*Seitenauszug*
# Neues Update: was ist das Microsoft Office File Validation Add-in?



## Bastian83 (29. Juni 2011)

Hallo zusammen,
habe dazu leider nichts gefunden.

Heute gibt es wieder ein paar MB Updates und erstmals muss man hierbei  einer Lizenbestimmung zustimmen, wenn es um das Microsoft Office File  Validation Add-in geht.

Was hat es damit denn auf sich und wieso muss man da extra einen Haken setzen?

Danke


----------



## OctoCore (29. Juni 2011)

Welche KB-Nummer hat es denn? 
Das einzige mit dem Namen, was ich kenne, überprüft Office-Dateien beim Laden (KB 2501584) - also Word- Excel- usw. -Dokumente. Nicht die Dateien des Officepaketes selber. Das kann aber zu Performance Problemen führen, aber eher in Netzwerken.


----------



## Bastian83 (29. Juni 2011)

Das hat die Artikel-ID: 2501584

Ich frage auch, weil man bislang noch nie neuen Lizenzbestimmungen zustimmen musste, wenn es um neue Microsoft Updates geht.

*Bereitgestelltes Material*

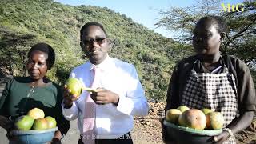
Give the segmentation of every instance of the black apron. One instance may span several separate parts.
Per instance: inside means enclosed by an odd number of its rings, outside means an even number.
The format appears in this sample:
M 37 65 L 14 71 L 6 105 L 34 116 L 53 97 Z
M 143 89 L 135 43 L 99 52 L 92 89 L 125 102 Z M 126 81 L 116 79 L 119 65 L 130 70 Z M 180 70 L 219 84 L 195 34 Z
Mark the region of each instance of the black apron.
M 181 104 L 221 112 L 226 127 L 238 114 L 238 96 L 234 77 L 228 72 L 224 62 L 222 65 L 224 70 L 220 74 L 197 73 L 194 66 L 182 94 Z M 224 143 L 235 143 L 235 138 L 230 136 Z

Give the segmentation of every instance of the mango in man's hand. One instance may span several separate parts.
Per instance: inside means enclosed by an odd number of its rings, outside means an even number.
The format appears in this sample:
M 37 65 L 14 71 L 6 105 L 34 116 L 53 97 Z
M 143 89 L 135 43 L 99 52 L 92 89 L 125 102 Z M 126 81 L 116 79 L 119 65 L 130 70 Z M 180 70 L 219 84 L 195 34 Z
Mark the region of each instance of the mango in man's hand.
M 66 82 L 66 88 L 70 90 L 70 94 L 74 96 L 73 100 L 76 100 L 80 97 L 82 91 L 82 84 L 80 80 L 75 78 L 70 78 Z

...

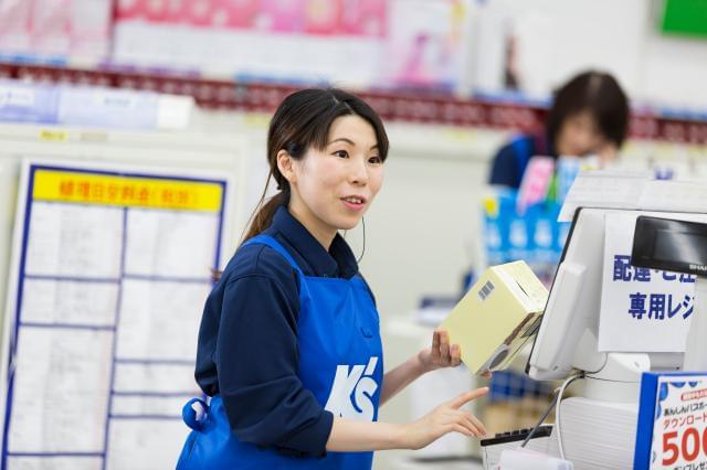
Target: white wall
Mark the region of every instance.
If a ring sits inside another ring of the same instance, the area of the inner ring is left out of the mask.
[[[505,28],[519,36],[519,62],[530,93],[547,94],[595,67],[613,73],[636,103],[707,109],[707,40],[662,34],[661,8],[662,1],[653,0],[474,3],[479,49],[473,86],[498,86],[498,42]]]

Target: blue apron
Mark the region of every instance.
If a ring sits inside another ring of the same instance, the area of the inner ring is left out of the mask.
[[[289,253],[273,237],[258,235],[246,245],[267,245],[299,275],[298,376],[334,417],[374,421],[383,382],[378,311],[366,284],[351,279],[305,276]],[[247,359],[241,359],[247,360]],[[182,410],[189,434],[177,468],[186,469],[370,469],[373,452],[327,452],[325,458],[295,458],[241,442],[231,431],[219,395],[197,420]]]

*Aufgaben*
1 – Stimmen die folgenden Aussagen mit dem Seitenauszug zum Office File Validation Add-in überein? Antworten Sie jeweils mit Ja oder Nein und belegen Sie dies mit den ausschlaggebenden Worten des Textes als wörtlichem Zitat.
(a) Das Add-in prüft Office-Dokumente, wenn sie geladen werden.
(b) Bastian83 zufolge musste man bei Microsoft-Updates auch früher schon Lizenzbestimmungen zustimmen.
(c) Laut OctoCore treten mögliche Performance-Probleme eher in Netzwerken auf.
2 – Führen Sie den Forumsthread zum Office File Validation Add-in ab seinem letzten Satz weiter.

*Die Antworten*
1 –
(a) Ja: „überprüft Office-Dateien beim Laden (KB 2501584)“
(b) Nein: „weil man bislang noch nie neuen Lizenzbestimmungen zustimmen musste, wenn es um neue Microsoft Updates geht“
(c) Ja: „Das kann aber zu Performance Problemen führen, aber eher in Netzwerken.“

2 –
Woanders schrieb nämlich jemand folgendes dazu:
"Keine Ahnung was das ist, aber ich habe es wieder deinstalliert.
Nach der Installation und einem Neustart (XP) hat es ca. 3 Minuten  gedauert bis ich Excel Dateien über ein verbundenes Netzlaufwerk  geöffnet hatte.
Nach der Deinstallation ging es gewohnt schnell. "

Kann das sein?


----------



## OctoCore (29. Juni 2011)

Ahhh... dann ist es das von mir genannte Update. Das gibt es schon ab Mai... zumindest von Hand downloadbar.
Die Sache ist wohl die, das dafür verschiedene Office Versionen aufgerüstet werden müssen - wenigsten 2003.
Ob man das braucht - das muss jeder selbst entscheiden.
Ich brauch's nicht.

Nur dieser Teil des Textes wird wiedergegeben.